#### LISTED ENTRIES
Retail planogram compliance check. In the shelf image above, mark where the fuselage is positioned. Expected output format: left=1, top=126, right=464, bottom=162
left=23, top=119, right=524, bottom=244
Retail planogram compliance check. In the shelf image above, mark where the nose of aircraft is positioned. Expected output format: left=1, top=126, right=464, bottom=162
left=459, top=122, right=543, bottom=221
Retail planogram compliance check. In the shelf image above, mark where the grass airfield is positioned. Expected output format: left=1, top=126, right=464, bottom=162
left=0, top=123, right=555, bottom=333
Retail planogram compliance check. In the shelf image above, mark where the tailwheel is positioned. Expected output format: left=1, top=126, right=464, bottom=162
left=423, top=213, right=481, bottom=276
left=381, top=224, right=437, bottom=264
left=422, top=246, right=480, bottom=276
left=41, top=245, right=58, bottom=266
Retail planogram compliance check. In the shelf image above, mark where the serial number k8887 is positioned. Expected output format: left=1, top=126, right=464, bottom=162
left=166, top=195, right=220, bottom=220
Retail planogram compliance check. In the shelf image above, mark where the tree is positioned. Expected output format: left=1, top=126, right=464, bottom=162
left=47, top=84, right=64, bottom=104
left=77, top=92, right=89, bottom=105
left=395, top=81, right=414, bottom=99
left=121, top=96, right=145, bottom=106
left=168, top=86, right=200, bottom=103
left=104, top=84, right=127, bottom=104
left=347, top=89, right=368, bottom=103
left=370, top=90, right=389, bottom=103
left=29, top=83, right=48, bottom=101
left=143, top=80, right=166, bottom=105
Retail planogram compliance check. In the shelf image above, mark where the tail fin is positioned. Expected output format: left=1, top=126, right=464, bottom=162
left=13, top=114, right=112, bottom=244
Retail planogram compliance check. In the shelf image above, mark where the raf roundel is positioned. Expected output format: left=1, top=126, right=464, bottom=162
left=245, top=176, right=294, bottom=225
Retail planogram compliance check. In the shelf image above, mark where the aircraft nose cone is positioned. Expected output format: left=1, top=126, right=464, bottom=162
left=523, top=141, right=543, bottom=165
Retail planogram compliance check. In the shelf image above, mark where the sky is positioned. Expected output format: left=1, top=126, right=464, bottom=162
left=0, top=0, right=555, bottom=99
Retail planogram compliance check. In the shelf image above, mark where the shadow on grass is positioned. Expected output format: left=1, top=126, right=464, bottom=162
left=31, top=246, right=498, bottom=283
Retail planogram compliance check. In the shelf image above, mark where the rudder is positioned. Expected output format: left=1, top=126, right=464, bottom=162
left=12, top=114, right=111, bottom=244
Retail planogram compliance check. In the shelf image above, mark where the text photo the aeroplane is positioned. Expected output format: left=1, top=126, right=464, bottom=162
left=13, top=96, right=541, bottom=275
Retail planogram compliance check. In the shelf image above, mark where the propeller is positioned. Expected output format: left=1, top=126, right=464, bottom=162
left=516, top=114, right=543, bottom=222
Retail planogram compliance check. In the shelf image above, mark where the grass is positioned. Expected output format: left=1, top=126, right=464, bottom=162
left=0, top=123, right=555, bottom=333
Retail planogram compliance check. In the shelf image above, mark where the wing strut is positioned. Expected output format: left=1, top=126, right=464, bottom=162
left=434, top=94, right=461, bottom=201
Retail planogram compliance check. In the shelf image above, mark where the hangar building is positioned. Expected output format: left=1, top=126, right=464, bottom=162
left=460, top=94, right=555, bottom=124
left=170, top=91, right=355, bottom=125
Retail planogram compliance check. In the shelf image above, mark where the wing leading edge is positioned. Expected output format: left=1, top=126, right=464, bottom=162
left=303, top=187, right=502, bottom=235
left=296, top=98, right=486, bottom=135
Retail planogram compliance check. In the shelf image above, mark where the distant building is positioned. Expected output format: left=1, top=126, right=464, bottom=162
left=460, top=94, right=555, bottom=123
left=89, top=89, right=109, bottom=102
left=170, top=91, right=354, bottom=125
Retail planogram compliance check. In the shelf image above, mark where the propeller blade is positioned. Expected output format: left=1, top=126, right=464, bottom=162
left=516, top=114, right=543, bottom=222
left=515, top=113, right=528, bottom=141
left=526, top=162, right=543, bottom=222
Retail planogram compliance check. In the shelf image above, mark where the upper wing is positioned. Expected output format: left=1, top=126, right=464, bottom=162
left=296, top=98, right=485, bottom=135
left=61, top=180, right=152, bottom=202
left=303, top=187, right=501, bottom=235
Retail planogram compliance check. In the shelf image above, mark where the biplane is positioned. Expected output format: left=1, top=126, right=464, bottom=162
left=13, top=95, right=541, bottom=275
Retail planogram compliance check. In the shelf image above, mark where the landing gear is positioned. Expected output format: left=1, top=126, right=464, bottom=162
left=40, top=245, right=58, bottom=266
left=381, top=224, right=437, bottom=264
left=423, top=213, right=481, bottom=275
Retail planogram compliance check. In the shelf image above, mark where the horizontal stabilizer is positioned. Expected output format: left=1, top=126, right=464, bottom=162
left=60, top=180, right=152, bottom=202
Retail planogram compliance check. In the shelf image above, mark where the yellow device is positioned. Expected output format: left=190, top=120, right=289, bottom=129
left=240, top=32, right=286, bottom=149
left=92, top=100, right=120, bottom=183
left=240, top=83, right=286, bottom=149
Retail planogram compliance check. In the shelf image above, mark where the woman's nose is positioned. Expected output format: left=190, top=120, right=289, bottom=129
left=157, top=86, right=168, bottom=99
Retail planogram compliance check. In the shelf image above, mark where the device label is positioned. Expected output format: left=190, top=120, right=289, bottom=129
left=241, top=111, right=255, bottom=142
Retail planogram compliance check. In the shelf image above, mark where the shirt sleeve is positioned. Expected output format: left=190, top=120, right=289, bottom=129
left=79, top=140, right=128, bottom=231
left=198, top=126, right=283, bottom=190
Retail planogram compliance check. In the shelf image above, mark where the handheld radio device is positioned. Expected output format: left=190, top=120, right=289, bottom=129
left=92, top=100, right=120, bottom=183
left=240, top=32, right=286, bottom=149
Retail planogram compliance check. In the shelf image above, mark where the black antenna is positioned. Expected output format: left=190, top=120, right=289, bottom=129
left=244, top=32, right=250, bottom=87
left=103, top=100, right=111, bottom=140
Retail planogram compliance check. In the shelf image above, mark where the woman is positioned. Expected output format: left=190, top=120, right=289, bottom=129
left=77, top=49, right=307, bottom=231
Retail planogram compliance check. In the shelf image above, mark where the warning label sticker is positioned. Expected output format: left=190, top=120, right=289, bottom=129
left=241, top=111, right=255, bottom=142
########
#### LISTED ENTRIES
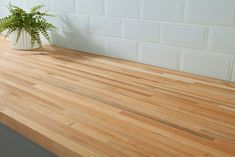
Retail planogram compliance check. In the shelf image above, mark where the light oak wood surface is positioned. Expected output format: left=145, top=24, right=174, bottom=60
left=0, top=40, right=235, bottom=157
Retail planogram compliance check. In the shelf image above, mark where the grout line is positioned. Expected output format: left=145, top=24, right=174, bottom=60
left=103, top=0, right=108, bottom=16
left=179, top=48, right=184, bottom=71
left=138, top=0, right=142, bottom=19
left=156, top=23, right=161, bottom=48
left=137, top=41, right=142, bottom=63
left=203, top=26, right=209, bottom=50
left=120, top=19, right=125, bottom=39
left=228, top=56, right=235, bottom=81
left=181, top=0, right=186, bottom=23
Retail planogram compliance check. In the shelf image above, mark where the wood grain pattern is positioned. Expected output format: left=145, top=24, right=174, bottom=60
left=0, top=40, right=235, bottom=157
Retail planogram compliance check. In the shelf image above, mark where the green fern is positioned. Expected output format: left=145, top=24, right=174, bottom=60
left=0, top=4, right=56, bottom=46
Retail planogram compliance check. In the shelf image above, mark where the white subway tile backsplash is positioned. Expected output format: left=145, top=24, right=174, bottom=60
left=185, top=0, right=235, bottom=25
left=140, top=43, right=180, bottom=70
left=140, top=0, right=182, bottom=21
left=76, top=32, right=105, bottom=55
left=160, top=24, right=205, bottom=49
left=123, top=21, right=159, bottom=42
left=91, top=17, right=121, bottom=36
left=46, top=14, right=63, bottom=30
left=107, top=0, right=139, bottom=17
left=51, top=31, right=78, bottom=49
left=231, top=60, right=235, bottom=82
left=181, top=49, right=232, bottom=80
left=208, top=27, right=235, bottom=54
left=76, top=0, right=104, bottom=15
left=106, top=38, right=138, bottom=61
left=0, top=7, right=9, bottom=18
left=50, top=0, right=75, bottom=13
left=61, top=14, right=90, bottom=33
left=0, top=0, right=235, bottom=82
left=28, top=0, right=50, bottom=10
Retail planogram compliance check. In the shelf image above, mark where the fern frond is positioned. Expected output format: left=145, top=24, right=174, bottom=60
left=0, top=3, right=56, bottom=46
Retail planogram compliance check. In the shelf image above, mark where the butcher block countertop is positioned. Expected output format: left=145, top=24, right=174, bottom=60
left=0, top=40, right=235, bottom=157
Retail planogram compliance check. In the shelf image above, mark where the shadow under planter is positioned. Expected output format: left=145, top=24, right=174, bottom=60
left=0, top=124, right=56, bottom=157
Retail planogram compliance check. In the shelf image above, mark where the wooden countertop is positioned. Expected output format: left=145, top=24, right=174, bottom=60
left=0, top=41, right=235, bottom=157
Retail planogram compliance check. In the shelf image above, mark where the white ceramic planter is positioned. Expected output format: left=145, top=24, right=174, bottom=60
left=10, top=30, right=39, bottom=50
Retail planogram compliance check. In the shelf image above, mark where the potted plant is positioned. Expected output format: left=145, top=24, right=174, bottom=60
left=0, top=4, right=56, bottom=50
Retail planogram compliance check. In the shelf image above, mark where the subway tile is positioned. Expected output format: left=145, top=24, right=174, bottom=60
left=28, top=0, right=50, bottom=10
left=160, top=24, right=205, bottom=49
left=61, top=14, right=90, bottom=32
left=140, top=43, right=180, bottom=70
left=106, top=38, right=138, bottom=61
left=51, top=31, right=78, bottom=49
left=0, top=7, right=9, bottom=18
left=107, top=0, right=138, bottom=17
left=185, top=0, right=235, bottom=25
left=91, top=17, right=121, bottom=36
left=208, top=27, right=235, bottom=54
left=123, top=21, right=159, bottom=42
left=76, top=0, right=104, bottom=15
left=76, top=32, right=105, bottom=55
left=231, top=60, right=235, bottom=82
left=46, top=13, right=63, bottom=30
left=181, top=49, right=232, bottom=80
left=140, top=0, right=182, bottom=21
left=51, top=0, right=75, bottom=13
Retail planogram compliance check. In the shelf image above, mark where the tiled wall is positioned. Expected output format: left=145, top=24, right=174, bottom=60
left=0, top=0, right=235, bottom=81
########
WHAT YOU WILL DO:
Please add 4 to every bounding-box coordinate in the answers of the records from the line with "where the serial" up to and including the line with "left=166, top=195, right=220, bottom=220", and write those lines out again in full. Keep the request line and its sample format unchanged.

CORRECT ANSWER:
Retail planogram compliance check. In the shelf image above, mark where the serial number k8887 is positioned. Expected output format: left=1, top=126, right=464, bottom=162
left=170, top=199, right=224, bottom=224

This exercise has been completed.